_Required action_:
Nothing in the records may be left out or reworded; return them exactly.

=== Records for this exercise ===

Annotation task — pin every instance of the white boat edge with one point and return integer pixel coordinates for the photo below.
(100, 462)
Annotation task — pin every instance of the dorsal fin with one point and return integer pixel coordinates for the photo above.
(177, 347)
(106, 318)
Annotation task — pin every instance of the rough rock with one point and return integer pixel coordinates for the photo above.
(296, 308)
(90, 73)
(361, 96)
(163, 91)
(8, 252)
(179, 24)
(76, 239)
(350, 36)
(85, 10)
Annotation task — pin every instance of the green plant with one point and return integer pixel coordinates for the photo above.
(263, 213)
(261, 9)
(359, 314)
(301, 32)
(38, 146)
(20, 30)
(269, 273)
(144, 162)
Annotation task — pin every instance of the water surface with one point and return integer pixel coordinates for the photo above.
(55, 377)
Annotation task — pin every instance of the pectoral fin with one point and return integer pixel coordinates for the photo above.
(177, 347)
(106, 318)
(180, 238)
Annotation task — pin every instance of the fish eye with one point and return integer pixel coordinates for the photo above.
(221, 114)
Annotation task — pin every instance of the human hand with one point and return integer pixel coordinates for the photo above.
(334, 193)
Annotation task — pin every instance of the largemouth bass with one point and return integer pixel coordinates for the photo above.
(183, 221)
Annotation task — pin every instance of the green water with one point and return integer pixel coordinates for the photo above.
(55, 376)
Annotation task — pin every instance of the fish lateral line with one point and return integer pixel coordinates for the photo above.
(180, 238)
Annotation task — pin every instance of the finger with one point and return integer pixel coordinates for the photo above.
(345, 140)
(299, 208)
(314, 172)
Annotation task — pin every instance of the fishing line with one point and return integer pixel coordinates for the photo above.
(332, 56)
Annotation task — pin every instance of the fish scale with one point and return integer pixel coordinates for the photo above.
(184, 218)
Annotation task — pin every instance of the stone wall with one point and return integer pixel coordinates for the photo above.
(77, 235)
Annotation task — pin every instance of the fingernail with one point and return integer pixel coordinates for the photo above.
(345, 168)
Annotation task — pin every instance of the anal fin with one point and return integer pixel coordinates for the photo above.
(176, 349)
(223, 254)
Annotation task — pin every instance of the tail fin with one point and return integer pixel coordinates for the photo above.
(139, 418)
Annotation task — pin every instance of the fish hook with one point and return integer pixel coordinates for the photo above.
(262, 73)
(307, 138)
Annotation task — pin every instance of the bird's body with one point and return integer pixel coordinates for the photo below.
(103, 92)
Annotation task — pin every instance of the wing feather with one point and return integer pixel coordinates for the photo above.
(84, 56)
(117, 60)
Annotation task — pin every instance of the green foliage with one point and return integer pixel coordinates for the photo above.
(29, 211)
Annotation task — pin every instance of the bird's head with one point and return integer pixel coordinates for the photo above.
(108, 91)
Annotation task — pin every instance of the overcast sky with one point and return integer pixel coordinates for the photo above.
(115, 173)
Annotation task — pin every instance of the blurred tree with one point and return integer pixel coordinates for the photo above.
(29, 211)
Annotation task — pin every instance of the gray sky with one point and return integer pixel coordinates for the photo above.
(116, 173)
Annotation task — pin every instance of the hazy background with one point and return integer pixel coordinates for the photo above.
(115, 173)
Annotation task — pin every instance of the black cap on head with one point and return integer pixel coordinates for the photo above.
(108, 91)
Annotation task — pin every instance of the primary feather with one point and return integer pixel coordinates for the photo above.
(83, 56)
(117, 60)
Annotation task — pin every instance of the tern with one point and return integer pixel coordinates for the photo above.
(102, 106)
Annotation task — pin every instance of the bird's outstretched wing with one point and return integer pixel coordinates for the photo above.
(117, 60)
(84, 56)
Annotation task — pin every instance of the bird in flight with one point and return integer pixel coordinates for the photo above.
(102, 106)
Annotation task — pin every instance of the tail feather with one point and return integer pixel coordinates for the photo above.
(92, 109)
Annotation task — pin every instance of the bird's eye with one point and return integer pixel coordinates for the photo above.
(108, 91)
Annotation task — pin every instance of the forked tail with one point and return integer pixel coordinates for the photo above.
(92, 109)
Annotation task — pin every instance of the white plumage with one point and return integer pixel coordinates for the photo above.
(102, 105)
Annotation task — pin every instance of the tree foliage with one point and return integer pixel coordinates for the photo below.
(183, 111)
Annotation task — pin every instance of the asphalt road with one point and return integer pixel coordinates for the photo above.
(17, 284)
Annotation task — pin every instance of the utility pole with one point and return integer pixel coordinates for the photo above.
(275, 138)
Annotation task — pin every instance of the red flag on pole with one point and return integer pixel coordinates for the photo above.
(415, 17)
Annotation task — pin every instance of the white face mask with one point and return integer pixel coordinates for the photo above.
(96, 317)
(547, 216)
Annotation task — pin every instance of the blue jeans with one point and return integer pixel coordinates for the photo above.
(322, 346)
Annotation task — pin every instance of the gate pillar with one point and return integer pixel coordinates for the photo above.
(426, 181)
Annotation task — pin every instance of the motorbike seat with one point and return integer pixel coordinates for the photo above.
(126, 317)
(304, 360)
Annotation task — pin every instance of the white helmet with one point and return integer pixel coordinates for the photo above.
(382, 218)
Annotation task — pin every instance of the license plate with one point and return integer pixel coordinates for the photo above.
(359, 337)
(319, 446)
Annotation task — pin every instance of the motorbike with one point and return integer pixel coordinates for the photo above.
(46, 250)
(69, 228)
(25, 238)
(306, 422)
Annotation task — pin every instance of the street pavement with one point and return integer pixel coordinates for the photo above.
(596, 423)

===

_Task output_:
Annotation task — pin every instance of the white boat edge with one point and return integer pixel coordinates for the photo below.
(100, 462)
Annotation task — pin every instance of the dorsal fin with one point and return integer pixel coordinates for the photo above.
(177, 347)
(106, 318)
Annotation task — pin every instance of the rough rock with one point and return integer pixel coordinates for the photo above.
(296, 308)
(90, 73)
(361, 96)
(163, 91)
(8, 252)
(179, 24)
(76, 239)
(350, 36)
(85, 10)
Annotation task — pin every instance of the green plant with one point and return integer pixel coordinates for the photo above.
(263, 213)
(261, 9)
(359, 314)
(301, 32)
(38, 146)
(20, 30)
(269, 273)
(144, 162)
Annotation task — pin every instance of the water surface with one point and return integer pixel coordinates for the photo above.
(55, 377)
Annotation task — pin every instance of the pectoral fin with one point and return integer pixel coordinates for the photo above.
(177, 347)
(106, 318)
(180, 238)
Annotation task — pin every instance of the fish eye with one point and return integer pixel coordinates for the photo above.
(221, 114)
Annotation task — pin every instance of the human hand with one point and return integer pixel coordinates for the photo above.
(334, 193)
Annotation task — pin every instance of the largemouth bass with one point and return integer pixel coordinates for the photo above.
(183, 221)
Annotation task — pin every instance of the green water with one point and return integer pixel coordinates for the photo above.
(55, 376)
Annotation task — pin every instance of the fish lateral line with one point and return integer pixel coordinates for the photo above.
(180, 238)
Annotation task — pin every instance of the finger with one point and return integer pixel coordinates for the photo above.
(345, 140)
(299, 208)
(314, 172)
Annotation task — pin every instance of the fishing line with one point and return integer pixel coordinates for the photo above.
(332, 56)
Annotation task — pin every instance of the fish scale with one point and return integer pixel coordinates for the photo above.
(184, 218)
Annotation task — pin every instance of the stone wall with one point and return integer pixel coordinates for the photo above.
(77, 235)
Annotation task — pin every instance of the fingernail with one point and return integer pixel coordinates for the photo above.
(345, 168)
Annotation task — pin every instance of the anal fin with one point and return integer pixel coordinates for the photo above.
(176, 349)
(223, 254)
Annotation task — pin every instance of the tail fin with one point and return integer pixel coordinates for the photo above.
(139, 418)
Annotation task — pin every instance of the fish hook with one point and return integer pixel coordinates for the photo above.
(262, 73)
(307, 138)
Annotation task — pin every instance of the bird's body with one point and return integer pixel coordinates for the photo below.
(103, 92)
Annotation task — pin every instance of the wing feather with one point and return integer pixel coordinates for the photo above.
(84, 56)
(117, 60)
Annotation task — pin every instance of the green foliage with one point and return integer pixel coordinates for the photo above.
(29, 211)
Annotation task — pin every instance of the bird's head with one point and return integer pixel coordinates for the photo above.
(108, 91)
Annotation task — pin every instance of the overcast sky with one point and return integer pixel coordinates for the photo above.
(115, 173)
Annotation task — pin every instance of the blurred tree with one point and return integer pixel coordinates for the photo above.
(29, 211)
Annotation task — pin every instance of the gray sky with one point and return integer pixel coordinates for the photo above.
(116, 173)
Annotation task — pin every instance of the hazy background with one point and return integer pixel coordinates for the photo above.
(115, 173)
Annotation task — pin every instance of the black cap on head with one point and return integer pixel coordinates for the photo above.
(108, 91)
Annotation task — pin every instance of the primary feather with one point and return integer pixel coordinates for the photo above.
(83, 56)
(117, 60)
Annotation task — pin every instance of the tern with one point and return integer pixel coordinates for the photo above.
(102, 106)
Annotation task — pin every instance of the bird's outstretched wing with one point and return integer pixel coordinates for the photo above.
(117, 60)
(84, 56)
Annotation task — pin every instance of the bird in flight with one point and return integer pixel coordinates for the photo above.
(102, 106)
Annotation task — pin every instance of the tail feather with one point and return integer pixel coordinates for the photo above.
(92, 109)
Annotation task — pin every instance of the bird's eye with one point and return integer pixel coordinates for the photo above.
(108, 91)
Annotation task — pin every instance of the forked tail with one point and return integer pixel coordinates for the photo above.
(92, 109)
Annotation task — pin every instance of the white plumage with one point and return integer pixel coordinates for the photo above.
(102, 105)
Annotation task — pin every instance of the tree foliage with one point and return integer pixel coordinates for the photo below.
(183, 111)
Annotation task — pin every instance of the asphalt road with one point and return integer pixel coordinates for the photo above.
(17, 284)
Annotation task — pin every instance of the utility pole with one point and return integer pixel coordinates for the photo above.
(275, 138)
Annotation task — pin every instance of the red flag on pole with one point and return integer pixel coordinates for the photo above.
(415, 17)
Annotation task — pin every instance of the white face mask with one point and return integer pixel coordinates for the photo above.
(96, 317)
(547, 216)
Annotation task — pin every instance of the blue jeans with one point and return integer pixel coordinates for the photo above.
(322, 346)
Annotation task — pin every instance of the gate pillar with one point and return integer pixel coordinates for the photo above.
(426, 181)
Annotation task — pin every instance of the motorbike seat with one point and return integer pixel coordinates for the photo above.
(126, 317)
(304, 360)
Annotation task — pin every instance of the white helmet with one point and return integer pixel coordinates for the photo above.
(382, 218)
Annotation task — pin every instance of the license plate with one point and return integer pixel coordinates for the photo above.
(359, 337)
(319, 446)
Annotation task — pin every instance of the motorbike with one point and return integer pixel coordinates for the photo above.
(46, 250)
(69, 228)
(25, 238)
(306, 422)
Annotation task — pin every instance of the street pavement with one point and return integer pixel coordinates for the photo above.
(596, 423)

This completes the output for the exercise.